== Entries from a point annotation set ==
******
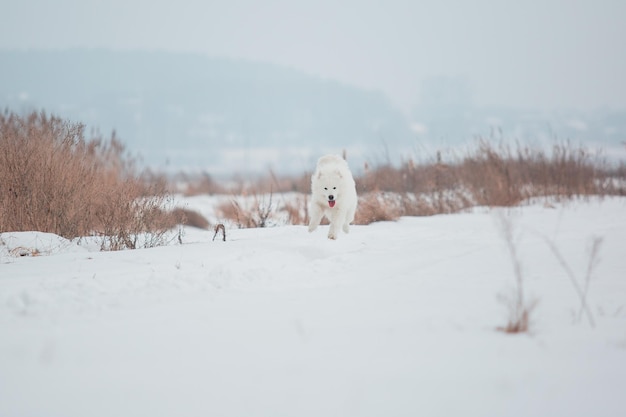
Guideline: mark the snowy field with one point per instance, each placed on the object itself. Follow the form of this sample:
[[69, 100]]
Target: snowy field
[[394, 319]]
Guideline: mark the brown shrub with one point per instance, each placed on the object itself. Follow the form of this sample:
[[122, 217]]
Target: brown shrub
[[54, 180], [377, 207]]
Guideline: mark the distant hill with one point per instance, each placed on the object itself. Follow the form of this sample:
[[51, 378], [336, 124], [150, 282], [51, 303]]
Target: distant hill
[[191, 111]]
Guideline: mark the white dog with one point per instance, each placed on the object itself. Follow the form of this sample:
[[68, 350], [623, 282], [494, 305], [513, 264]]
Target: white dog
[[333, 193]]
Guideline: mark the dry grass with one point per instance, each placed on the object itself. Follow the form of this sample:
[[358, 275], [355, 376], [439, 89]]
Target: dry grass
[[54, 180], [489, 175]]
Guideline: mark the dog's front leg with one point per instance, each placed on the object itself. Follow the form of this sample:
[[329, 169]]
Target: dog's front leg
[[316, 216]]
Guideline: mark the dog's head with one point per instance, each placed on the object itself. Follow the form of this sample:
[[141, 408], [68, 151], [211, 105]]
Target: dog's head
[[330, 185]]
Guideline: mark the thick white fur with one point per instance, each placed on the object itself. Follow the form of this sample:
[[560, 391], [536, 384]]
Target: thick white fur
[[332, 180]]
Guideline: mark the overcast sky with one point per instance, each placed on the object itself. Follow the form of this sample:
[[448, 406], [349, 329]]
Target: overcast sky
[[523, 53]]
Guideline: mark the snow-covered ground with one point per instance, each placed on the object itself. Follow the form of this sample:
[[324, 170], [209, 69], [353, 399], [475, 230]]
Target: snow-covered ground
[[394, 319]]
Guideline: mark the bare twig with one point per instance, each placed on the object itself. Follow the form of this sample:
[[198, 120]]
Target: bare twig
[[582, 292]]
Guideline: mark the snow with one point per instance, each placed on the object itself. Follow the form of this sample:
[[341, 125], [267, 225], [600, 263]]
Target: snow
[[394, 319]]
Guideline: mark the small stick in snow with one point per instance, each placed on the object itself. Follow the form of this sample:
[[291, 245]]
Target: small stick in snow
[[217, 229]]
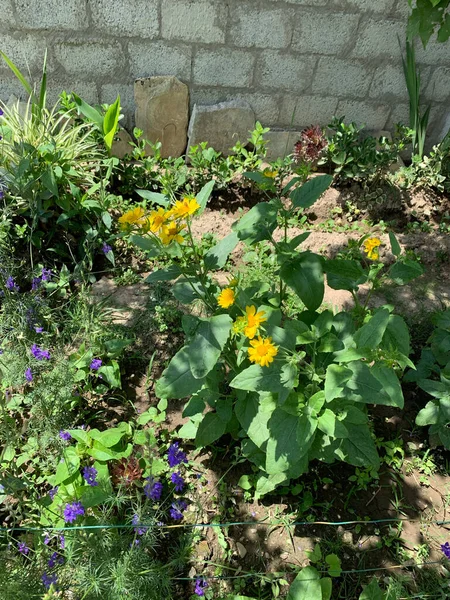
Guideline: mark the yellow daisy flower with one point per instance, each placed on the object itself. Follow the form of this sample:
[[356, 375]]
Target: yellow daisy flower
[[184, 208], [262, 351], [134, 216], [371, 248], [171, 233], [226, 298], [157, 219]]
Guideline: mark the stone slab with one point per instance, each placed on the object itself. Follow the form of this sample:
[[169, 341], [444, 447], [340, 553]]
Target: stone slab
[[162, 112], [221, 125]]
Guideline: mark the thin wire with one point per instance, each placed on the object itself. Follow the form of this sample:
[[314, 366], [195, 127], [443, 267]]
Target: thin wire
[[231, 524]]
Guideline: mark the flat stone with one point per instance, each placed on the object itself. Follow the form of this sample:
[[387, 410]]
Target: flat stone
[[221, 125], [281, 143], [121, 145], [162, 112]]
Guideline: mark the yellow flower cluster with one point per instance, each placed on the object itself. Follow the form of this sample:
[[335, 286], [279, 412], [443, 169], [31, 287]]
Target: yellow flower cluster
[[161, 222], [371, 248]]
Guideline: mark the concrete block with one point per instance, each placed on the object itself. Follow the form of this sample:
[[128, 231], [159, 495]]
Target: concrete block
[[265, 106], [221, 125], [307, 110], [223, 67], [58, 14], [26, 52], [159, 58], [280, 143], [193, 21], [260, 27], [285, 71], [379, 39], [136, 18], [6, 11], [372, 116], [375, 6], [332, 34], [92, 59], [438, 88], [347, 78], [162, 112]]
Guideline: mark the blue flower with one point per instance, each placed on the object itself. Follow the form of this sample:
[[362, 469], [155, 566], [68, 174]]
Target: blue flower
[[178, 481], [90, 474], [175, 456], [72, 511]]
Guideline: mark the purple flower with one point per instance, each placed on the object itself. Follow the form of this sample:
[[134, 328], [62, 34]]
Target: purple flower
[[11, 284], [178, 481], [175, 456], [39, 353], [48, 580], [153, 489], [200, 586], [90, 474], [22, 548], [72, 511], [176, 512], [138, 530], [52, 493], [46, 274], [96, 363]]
******
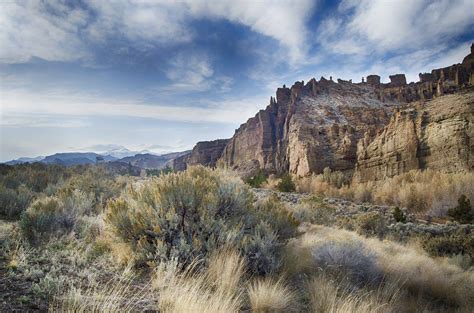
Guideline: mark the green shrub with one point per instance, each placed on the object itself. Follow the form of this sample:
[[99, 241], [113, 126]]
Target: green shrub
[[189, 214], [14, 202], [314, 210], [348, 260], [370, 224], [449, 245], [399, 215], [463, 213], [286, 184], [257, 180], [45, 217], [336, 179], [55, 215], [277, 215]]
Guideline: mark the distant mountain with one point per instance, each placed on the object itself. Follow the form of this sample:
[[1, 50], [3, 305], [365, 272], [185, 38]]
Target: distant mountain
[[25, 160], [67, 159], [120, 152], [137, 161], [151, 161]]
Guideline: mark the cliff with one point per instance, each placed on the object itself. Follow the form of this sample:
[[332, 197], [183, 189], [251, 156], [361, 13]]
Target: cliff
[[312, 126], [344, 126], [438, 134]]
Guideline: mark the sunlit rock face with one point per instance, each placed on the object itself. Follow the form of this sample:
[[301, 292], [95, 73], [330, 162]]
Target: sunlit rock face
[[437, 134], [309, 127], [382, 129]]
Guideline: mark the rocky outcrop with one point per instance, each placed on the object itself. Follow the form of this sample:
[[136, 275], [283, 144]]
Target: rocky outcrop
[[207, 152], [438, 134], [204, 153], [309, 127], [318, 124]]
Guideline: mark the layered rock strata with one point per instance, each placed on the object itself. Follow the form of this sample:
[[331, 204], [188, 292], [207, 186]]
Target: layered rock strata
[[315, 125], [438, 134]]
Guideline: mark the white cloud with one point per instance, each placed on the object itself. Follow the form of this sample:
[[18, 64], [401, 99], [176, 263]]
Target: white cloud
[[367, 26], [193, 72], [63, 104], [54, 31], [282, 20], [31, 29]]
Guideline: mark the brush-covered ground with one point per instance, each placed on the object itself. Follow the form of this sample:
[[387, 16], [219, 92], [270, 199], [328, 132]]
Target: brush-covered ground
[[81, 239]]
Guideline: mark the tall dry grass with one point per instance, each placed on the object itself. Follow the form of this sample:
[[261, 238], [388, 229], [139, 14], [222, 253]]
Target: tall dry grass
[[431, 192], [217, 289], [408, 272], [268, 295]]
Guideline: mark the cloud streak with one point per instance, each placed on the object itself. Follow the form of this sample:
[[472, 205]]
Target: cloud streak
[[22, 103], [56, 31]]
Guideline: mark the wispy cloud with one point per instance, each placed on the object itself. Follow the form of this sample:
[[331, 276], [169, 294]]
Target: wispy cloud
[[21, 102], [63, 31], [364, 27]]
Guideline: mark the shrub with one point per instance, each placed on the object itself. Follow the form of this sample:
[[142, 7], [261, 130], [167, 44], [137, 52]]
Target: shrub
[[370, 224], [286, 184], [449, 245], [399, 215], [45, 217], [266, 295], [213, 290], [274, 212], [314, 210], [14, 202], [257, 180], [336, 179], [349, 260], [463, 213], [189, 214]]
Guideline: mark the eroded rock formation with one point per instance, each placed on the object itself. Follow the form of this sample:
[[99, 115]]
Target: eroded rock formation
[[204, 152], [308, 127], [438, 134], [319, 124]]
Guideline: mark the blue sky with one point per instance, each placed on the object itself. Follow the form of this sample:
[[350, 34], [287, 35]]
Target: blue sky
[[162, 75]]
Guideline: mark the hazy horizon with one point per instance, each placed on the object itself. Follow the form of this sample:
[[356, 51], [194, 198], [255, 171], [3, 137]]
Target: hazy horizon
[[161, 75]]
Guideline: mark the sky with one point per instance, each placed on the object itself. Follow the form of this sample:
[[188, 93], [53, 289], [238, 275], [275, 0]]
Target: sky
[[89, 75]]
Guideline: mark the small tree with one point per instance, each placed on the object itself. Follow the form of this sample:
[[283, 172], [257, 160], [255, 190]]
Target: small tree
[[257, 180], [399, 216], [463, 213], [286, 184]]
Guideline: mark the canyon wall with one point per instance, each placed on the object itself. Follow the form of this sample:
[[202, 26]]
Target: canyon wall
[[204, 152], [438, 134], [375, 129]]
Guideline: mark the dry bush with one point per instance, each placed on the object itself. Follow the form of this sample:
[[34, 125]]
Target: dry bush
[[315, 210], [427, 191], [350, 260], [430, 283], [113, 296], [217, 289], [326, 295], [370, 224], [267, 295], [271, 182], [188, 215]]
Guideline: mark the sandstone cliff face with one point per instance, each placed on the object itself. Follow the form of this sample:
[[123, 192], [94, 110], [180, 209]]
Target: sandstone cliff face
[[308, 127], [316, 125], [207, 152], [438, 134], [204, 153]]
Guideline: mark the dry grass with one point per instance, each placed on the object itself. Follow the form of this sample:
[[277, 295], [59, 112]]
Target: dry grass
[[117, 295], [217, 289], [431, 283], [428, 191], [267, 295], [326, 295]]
******
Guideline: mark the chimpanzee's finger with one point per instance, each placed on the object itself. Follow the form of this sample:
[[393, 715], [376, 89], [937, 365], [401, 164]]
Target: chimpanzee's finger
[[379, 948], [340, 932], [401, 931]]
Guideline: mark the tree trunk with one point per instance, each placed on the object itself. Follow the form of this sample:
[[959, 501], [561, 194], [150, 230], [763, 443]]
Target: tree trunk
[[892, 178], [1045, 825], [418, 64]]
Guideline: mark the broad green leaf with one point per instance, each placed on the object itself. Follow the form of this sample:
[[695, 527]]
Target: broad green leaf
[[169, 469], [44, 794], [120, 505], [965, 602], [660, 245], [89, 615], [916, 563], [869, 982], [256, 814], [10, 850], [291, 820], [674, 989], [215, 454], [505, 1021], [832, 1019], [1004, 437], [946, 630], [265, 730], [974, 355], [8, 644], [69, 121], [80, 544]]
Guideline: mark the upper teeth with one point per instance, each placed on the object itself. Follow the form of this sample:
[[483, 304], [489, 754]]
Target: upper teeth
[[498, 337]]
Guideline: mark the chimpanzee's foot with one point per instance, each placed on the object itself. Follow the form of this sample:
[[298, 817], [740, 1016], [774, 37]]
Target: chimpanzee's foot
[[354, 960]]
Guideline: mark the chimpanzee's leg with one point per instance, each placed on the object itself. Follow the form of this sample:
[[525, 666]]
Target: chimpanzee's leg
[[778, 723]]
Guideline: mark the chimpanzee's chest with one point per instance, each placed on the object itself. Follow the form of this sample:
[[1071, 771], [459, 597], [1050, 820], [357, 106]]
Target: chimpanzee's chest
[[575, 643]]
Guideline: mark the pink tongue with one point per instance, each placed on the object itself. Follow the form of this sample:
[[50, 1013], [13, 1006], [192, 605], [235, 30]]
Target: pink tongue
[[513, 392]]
******
== What you are asked to do ==
Reproduce word for word the lines of the listing above, from the line containing "Guideline: mark the white dog" down to the line containing "[[54, 180], [489, 175]]", including both of those lines.

== Exercise response ==
Guideline: mark the white dog with one point per instance, each placed on the object itself. Follow the form of this sample:
[[68, 350], [623, 282], [494, 305], [513, 264]]
Target: white dog
[[333, 193]]
Guideline: mark the dry grass with one point per instance, each placed on the object itself. Follow the form of this sample:
[[358, 275], [355, 376], [439, 89]]
Target: dry grass
[[54, 180], [489, 175]]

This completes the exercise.